- Prompt
Rewrite the rows from the line containing "target | smiling face" through the end of the rows, inclusive, swapping "wooden fence rail" for "fence rail" and leaving everything else the same.

Stored data entries
::::::::::
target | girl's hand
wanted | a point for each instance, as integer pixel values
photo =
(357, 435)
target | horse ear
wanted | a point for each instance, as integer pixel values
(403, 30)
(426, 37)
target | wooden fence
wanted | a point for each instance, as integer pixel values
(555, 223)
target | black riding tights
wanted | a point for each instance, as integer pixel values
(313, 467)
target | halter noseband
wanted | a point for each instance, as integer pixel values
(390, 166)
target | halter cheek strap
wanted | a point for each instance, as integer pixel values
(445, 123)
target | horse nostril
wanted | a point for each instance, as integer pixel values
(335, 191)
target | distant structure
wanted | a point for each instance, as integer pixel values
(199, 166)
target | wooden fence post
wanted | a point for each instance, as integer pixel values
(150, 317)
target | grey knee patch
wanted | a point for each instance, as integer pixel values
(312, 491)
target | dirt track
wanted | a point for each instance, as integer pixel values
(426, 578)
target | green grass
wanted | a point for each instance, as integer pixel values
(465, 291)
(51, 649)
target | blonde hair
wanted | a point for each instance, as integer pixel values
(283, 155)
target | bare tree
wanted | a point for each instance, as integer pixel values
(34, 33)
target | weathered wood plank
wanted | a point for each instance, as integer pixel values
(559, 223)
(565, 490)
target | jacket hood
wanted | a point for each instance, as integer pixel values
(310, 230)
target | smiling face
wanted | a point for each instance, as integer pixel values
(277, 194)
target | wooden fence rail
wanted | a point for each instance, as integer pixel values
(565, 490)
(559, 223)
::::::::::
- Result below
target | smiling face
wanted | a point for each instance, as integer pixel values
(277, 194)
target | fence rail
wanted | a point for each instance, as integer pixel values
(565, 490)
(559, 223)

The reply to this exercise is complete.